WHAT THE TASK REQUIRES
Copy out everything in the entries below, from the line containing "423L965 434L969 476L973" down to the last line of the entries, with every character unchanged.

BEGIN DATA SHOWN

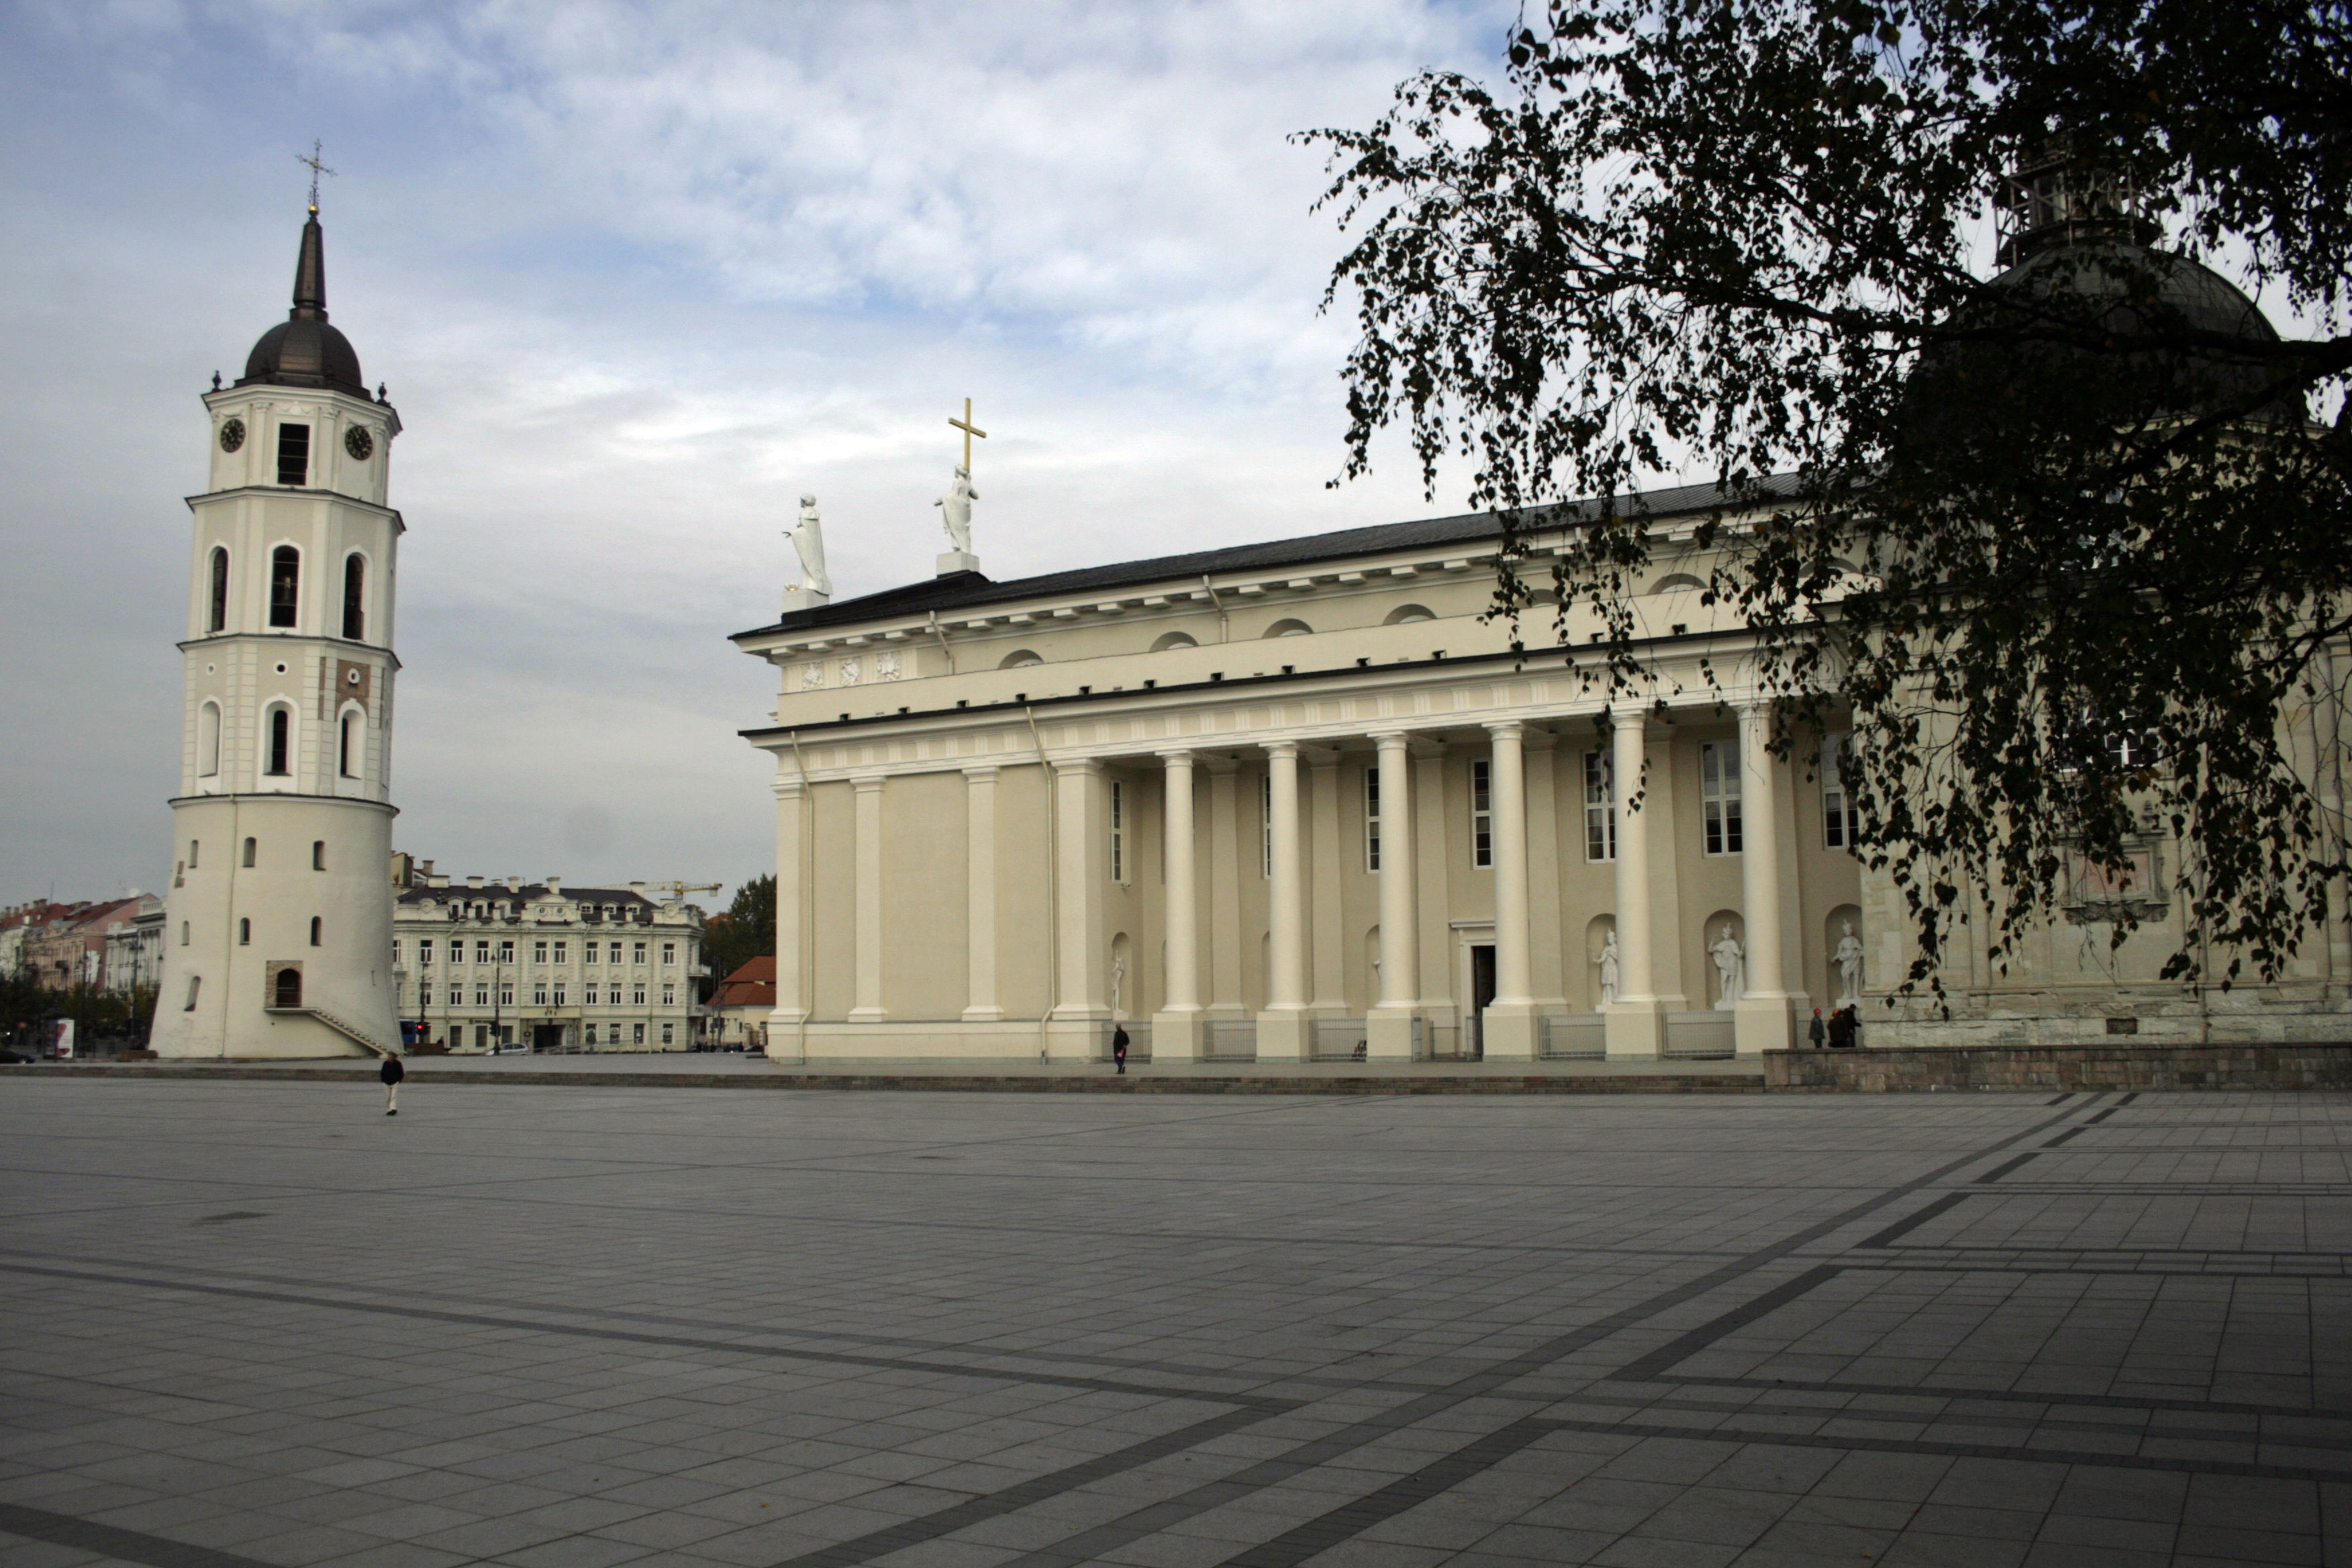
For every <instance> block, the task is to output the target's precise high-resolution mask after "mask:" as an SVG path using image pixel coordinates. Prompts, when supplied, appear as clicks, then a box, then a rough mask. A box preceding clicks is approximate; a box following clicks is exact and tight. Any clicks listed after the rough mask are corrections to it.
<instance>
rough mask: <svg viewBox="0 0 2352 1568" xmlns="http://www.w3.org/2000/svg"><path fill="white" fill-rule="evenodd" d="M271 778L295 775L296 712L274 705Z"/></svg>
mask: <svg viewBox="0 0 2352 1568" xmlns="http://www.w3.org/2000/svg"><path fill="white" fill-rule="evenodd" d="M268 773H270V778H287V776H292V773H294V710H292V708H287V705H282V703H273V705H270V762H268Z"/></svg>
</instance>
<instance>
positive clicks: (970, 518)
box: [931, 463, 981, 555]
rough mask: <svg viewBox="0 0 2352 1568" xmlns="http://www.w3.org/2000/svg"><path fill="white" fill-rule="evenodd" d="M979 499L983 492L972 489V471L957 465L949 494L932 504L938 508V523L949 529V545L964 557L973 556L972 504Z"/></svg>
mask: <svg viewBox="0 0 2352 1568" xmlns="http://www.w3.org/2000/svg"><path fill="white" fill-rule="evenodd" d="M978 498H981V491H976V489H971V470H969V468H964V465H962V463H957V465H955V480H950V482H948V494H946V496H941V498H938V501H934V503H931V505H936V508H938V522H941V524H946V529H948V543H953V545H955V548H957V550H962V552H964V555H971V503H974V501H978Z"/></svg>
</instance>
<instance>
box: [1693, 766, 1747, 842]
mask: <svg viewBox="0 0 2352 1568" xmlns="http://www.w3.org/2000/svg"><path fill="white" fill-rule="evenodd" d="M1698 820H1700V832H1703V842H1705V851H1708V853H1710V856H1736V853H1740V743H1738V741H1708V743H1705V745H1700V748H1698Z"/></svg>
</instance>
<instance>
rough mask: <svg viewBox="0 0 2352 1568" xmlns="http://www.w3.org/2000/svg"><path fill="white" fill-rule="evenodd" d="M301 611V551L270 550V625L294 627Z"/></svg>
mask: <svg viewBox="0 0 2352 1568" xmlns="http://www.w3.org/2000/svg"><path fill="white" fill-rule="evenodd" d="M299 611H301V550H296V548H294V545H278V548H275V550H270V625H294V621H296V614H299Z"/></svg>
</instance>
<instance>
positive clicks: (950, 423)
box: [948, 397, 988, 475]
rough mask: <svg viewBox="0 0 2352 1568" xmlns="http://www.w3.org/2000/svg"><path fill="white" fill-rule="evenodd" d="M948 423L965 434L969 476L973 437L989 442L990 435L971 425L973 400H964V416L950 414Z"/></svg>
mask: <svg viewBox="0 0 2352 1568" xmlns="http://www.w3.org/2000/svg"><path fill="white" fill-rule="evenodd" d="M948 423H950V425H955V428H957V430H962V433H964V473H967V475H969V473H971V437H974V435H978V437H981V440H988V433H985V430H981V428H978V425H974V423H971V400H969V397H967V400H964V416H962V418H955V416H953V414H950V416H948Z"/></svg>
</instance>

END DATA SHOWN

YOUR RESPONSE
rough mask: <svg viewBox="0 0 2352 1568" xmlns="http://www.w3.org/2000/svg"><path fill="white" fill-rule="evenodd" d="M948 423L965 434L969 476L973 437L989 442L990 435L971 425L973 400H964V416L950 414Z"/></svg>
mask: <svg viewBox="0 0 2352 1568" xmlns="http://www.w3.org/2000/svg"><path fill="white" fill-rule="evenodd" d="M948 423H950V425H955V428H957V430H962V433H964V473H967V475H969V473H971V437H974V435H978V437H981V440H988V433H985V430H981V428H978V425H974V423H971V400H969V397H967V400H964V416H962V418H955V416H953V414H950V416H948Z"/></svg>
</instance>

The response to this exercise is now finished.